== Verilen metin
Üsküdar Üniversitesi ev sahipliğinde düzenlenen “Alzheimer ile Yaşamak” Alzheimer Sempozyumu kapsamında konuşma yapan Üsküdar Üniversitesi Kurucu Rektörü ve Yönetim Üst Kurulu Başkanı Prof. Dr. Tarhan, “Ortalama ömür uzadığı için Alzheimer olma riski arttı.” dedi. Üsküdar Üniversitesi Nöroloji Ana Bilim Dalı Başkanı Prof. Dr. Tanrıdağ, Alzheimer’da erken başlangıcının temel risk faktörünün genetik olduğunu vurguladı. Alanında uzman isimler sempozyumda, Alzheimer ile ilgili hastalığı tanı, tedavi, hukuki boyutu, bakım veren psikolojisi, rehabilitasyon, dil ve konuşma terapisi ile hemşirelerin rolü gibi birçok konuyu ele aldı.
====
== Derlenen malzeme
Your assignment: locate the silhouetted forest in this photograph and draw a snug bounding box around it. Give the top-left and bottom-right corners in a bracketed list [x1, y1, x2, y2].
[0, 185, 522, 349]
====
◆ **Görev A**:
Alzheimer sempozyumuyla ilgili metne göre şu soruları yanıtlayın:
(i) Sempozyumun adı nedir?
(ii) Prof. Dr. Tarhan'a göre Alzheimer olma riski neden arttı?
(iii) Prof. Dr. Tanrıdağ, Alzheimer'da erken başlangıcın temel risk faktörünün ne olduğunu vurguladı?
◆ **Görev B**:
Alzheimer sempozyumuyla ilgili metnin “Üsküdar Üniversitesi ev” ile “konuyu ele aldı.” arasındaki kısmını, iki ifade de dahil olmak üzere, hiçbir değişiklik yapmadan yeniden yazın.
Görevleri yapmak için listeye başvurmanız gerekmez.

◆ **Yanıt alanı A**:
(i) “Alzheimer ile Yaşamak”
(ii) Ortalama ömür uzadığı için.
(iii) Genetik.

◆ **Yanıt alanı B**:
Üsküdar Üniversitesi ev sahipliğinde düzenlenen “Alzheimer ile Yaşamak” Alzheimer Sempozyumu kapsamında konuşma yapan Üsküdar Üniversitesi Kurucu Rektörü ve Yönetim Üst Kurulu Başkanı Prof. Dr. Tarhan, “Ortalama ömür uzadığı için Alzheimer olma riski arttı.” dedi. Üsküdar Üniversitesi Nöroloji Ana Bilim Dalı Başkanı Prof. Dr. Tanrıdağ, Alzheimer’da erken başlangıcının temel risk faktörünün genetik olduğunu vurguladı. Alanında uzman isimler sempozyumda, Alzheimer ile ilgili hastalığı tanı, tedavi, hukuki boyutu, bakım veren psikolojisi, rehabilitasyon, dil ve konuşma terapisi ile hemşirelerin rolü gibi birçok konuyu ele aldı.